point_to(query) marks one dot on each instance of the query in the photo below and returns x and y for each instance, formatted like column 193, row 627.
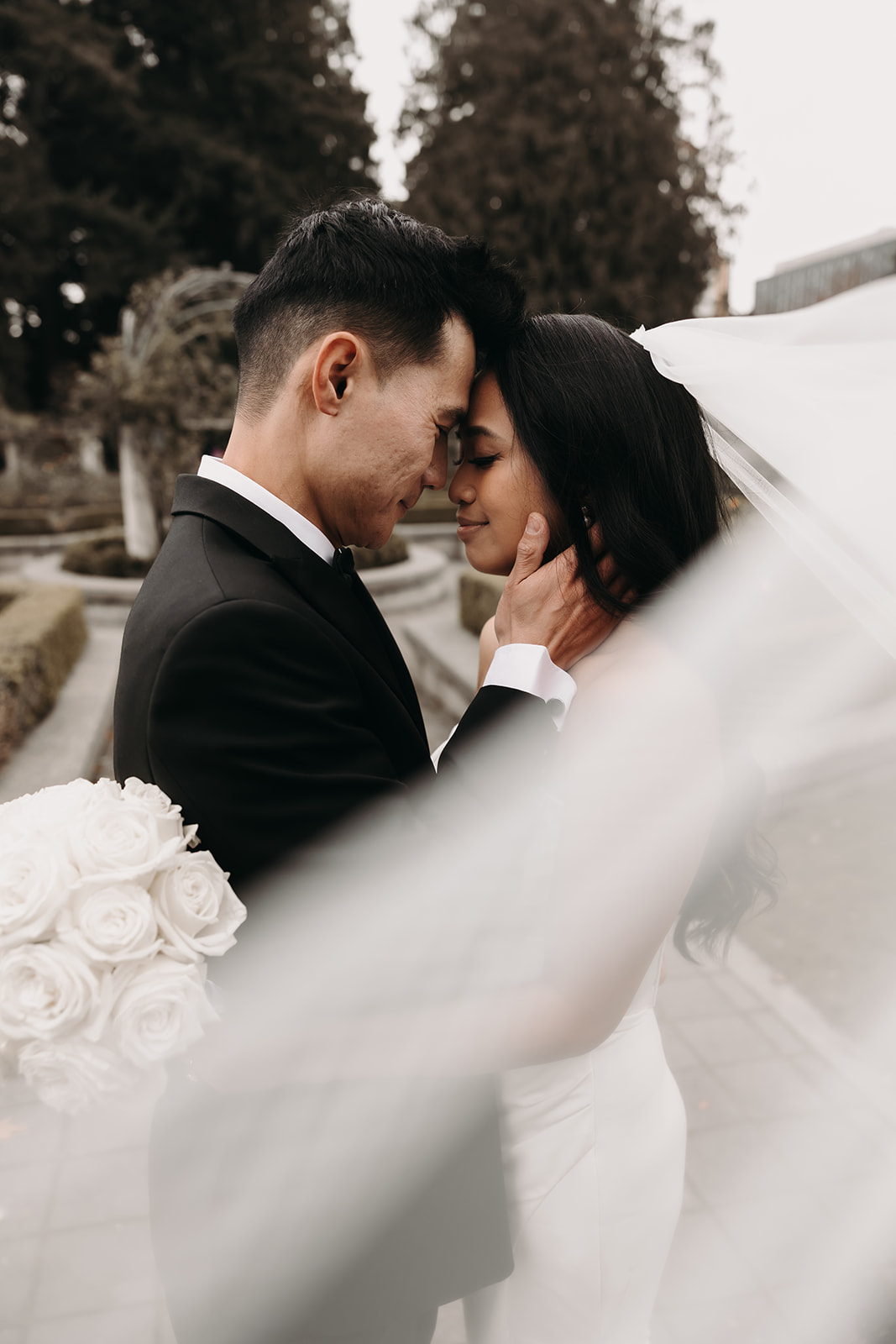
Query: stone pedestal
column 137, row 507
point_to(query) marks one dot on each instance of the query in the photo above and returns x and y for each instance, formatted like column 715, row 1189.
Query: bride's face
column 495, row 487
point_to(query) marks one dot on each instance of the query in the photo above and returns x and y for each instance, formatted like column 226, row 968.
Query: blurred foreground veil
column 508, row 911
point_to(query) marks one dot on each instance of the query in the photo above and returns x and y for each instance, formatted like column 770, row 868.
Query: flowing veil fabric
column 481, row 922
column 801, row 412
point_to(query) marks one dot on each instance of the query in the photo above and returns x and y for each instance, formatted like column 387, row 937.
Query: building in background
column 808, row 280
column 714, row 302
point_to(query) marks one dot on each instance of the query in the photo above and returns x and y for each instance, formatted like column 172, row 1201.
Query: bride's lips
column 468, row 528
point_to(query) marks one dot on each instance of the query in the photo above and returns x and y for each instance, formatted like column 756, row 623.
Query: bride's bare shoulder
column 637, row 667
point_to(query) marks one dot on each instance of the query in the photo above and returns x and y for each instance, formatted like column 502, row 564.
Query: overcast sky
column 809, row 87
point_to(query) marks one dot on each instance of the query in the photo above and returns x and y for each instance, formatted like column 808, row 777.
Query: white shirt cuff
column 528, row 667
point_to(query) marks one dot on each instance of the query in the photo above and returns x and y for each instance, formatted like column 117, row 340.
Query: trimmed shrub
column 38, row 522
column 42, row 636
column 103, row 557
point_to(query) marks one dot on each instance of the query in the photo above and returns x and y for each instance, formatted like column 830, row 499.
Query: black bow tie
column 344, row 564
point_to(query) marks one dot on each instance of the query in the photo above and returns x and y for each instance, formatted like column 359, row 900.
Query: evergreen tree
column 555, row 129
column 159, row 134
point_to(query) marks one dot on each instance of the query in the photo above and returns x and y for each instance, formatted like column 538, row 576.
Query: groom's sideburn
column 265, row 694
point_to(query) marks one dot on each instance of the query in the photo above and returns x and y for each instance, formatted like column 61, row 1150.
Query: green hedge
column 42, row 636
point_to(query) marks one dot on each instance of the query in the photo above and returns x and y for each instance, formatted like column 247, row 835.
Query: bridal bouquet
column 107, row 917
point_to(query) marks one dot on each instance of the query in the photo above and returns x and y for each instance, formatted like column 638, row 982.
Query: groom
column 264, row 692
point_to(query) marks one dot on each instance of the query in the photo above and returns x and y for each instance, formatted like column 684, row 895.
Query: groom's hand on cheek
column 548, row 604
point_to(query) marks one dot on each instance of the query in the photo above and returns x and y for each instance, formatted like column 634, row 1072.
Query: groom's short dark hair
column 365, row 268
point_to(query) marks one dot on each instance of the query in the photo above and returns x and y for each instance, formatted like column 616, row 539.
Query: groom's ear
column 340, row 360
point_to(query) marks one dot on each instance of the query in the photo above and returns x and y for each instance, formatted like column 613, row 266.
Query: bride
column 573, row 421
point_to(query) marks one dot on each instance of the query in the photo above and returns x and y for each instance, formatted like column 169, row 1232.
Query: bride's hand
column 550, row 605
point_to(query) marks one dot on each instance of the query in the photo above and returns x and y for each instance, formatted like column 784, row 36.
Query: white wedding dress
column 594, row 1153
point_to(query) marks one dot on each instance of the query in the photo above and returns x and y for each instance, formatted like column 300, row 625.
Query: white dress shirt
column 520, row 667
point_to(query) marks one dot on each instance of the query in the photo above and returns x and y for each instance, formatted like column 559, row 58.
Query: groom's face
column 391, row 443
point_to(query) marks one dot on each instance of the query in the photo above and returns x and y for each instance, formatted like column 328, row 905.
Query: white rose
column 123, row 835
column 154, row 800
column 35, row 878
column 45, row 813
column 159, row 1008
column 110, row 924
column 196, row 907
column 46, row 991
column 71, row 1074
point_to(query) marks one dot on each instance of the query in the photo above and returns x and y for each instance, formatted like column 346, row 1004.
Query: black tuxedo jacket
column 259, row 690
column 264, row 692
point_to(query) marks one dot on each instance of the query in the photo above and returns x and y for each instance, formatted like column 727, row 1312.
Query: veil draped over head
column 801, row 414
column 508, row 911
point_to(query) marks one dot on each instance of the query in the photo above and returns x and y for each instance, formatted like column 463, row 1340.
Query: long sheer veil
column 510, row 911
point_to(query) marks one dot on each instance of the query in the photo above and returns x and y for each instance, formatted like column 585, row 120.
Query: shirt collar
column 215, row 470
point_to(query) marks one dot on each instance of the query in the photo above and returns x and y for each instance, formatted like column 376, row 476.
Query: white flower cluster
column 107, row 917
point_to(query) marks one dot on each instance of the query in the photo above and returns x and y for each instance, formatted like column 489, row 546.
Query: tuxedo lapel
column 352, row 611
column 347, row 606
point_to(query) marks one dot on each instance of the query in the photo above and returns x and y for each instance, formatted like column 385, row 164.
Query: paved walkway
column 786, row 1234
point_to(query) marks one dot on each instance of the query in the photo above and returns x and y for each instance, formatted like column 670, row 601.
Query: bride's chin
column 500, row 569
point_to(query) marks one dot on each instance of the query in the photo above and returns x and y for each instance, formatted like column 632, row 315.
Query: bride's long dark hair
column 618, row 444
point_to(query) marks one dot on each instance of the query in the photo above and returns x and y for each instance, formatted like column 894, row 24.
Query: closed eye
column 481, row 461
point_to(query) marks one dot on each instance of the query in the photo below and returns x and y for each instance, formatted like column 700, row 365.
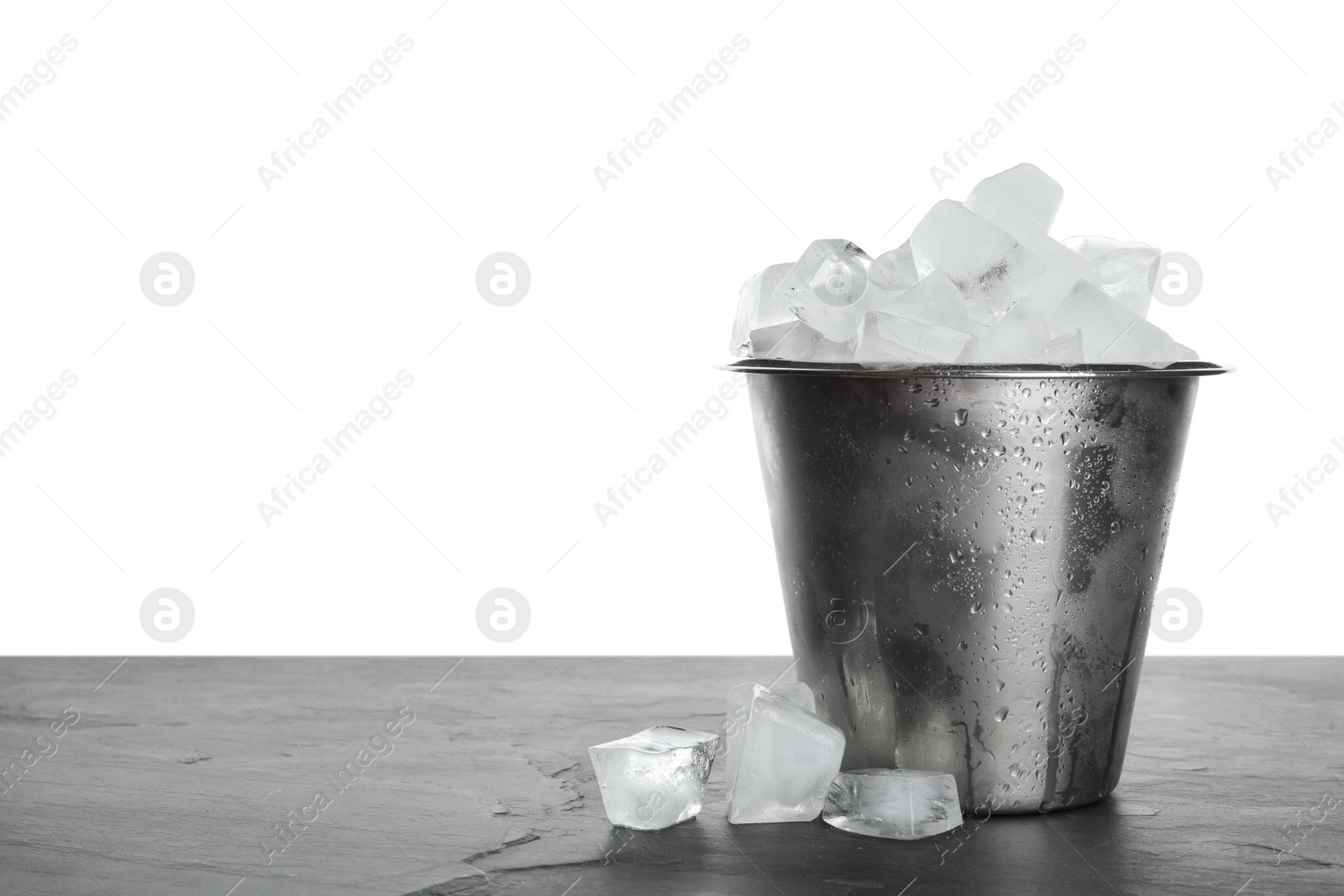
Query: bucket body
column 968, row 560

·····

Required work: The data above should be set down again exactly, with the pictures omitted.

Response below:
point_to(query) marks one dot on each instance of the query in the photo below and returns x and y for each instance, formatted like column 193, row 627.
Query: stone pedestal
column 137, row 507
point_to(query) marks one dot on each instance of the query in the photo above and returns x and y for each instance, formatted like column 715, row 1189.
Query: bride's face
column 495, row 487
point_to(query) marks one dot on each instance of the query in the photo above and returns x and y for each instance, formatted like column 226, row 968.
Query: blurred foreground veil
column 508, row 911
point_to(query) marks one dot on each instance of the query in the photo above and returns x and y for each instance, formatted like column 770, row 868.
Query: flowing veil fabric
column 481, row 922
column 801, row 412
point_to(query) marks one dot on each instance of the query in the photo above and returns x and y for each instance, formatted like column 387, row 937.
Query: building in background
column 808, row 280
column 714, row 302
point_to(query) marks one dot on each instance of the query in the photo above and returns x and y for each instance, formatted like column 172, row 1201.
Query: bride's lips
column 468, row 528
point_to(query) marks one dot on each instance of the query in the photo above and returns x and y for each instance, formatted like column 756, row 623.
Query: bride's bare shoulder
column 637, row 667
point_to(query) marks one dot on each instance of the query in the photo above and returns x and y for each instance, formatted like column 502, row 564.
Query: overcast sky
column 809, row 87
point_to(query) marks one dot on each instance of the query in the photo above and returns x and y for each instance, formatted like column 808, row 777.
Query: white shirt cuff
column 528, row 667
point_to(query) marks one dot on each instance of the query in the photo above and returns x and y for each instance, formatted like column 117, row 340.
Query: trimmed shrub
column 38, row 522
column 42, row 636
column 103, row 557
point_to(query) marks one dot on each instance of the query in the photo above and returns x and y for each instance, formatted like column 830, row 499.
Query: black bow tie
column 344, row 564
point_to(query) marks one dot on each instance of the query in the photo above and returns x and y for each instance, formatted like column 359, row 900.
Query: evergreen tree
column 555, row 129
column 159, row 134
point_to(query) marks one dot on each instance of the query in the photo above and returns x and y for each instance, formatted like column 538, row 576.
Query: groom's sideburn
column 265, row 694
point_to(query) marks one dot on each instance of the query in the photo above and returns x and y for each instance, formatted like column 61, row 1150.
Query: green hedge
column 42, row 636
point_to(query) marks one dot on each instance of the query in the photo above and returns x and y for each instance, formatted like column 247, row 835.
Query: bridal bouquet
column 107, row 917
point_to(query) marks one dot on each instance of the query in the photo above and returns x and y for each instance, formatted like column 638, row 982.
Query: groom
column 264, row 692
point_to(query) marks one dot on each instance of the query in the photo above and returns x and y for each instance, formatted like column 684, row 895.
Query: groom's hand on cheek
column 548, row 604
point_to(query) marks one dot on each instance of the query in the photo above and returns x and y for each instance, formatted like column 634, row 1072.
Query: groom's short dark hair
column 365, row 268
point_to(query) marks one dot on each instance of the query in the photo above and returns x and y for each instance, formatted like column 616, row 539.
Query: groom's ear
column 340, row 360
point_to(query) marks one dot on each instance of the query in the photo above and returns x and y for each instance, formatted like column 613, row 266.
Query: bride
column 573, row 421
point_to(query) marks one dot on each instance of the query in the photo above and returns x and y for each instance, formatted like column 169, row 1232.
Query: bride's hand
column 550, row 605
point_to(query) marks one dot on each instance of the query in the photo above and returns x and y for each instance, formatted like column 784, row 36.
Query: white wedding dress
column 594, row 1153
point_to(query) marks one dot on each instance of the query in the photo above and returns x and y for each instance, formatted like column 300, row 625.
Query: white dress shirt
column 520, row 667
point_to(query) marks one dot on each instance of the query in the photo above and returns x and y for each instance, formatted like column 559, row 58.
Query: groom's face
column 391, row 443
point_to(query) marks one dot on each instance of the query in the photo above and returns x and y for each instance, formatted like column 328, row 905.
Query: white rose
column 123, row 835
column 154, row 800
column 35, row 878
column 45, row 813
column 159, row 1008
column 110, row 924
column 196, row 907
column 46, row 991
column 71, row 1074
point_to(query) marks one dot on each instance of the query in the photo above and returns x and y for each instance, formatted like column 346, row 1004.
Query: black tuxedo jacket
column 259, row 690
column 264, row 692
point_to(query) marks one dot on each instance of the query in the photo above and returns x and y for each instance, formatted like column 727, row 1312.
Query: veil draped over head
column 801, row 414
column 508, row 911
point_to(query) marks one dot on each instance of the query in the photo above and returns x and y for each instance, formatted like column 463, row 1340.
Query: long sheer veil
column 510, row 911
point_to(query) marks one dot on each instance of the query in the photo above and returns x and y for each instance, formatted like column 585, row 120.
Query: shirt collar
column 215, row 470
point_to(query) marks one dot on each instance of the query in the photo above and returns x and y for each instance, formatted like column 376, row 476.
Query: white flower cluster
column 107, row 917
point_to(query) marks one dot on each instance of the query in the photo above and returns x and y for each instance, formatted like column 489, row 546.
Query: tuxedo lapel
column 352, row 611
column 347, row 606
point_to(query) marks one dot on each instance of the query in the photo above and returns x and y for each instance, formatted like column 385, row 164.
Query: paved walkway
column 786, row 1234
point_to(query) marks one dot on each instance of the query in the photo above and returns x and y for each instance, formatted like column 670, row 601.
Query: bride's chin
column 500, row 569
point_to(query) marks one dot on each instance of the query in the photo above and returns x and y for each instance, formatted like column 632, row 315.
Query: bride's long dark hair
column 618, row 444
point_to(query) marks one dot on each instance of the query in the photo above and returns x and y for each instance, formatted like column 894, row 24.
Query: closed eye
column 481, row 461
point_to(query) marks one dot on each instance of the query in the photo below and returns x and y for each instance, formatted like column 700, row 365.
Query: bucket body
column 968, row 560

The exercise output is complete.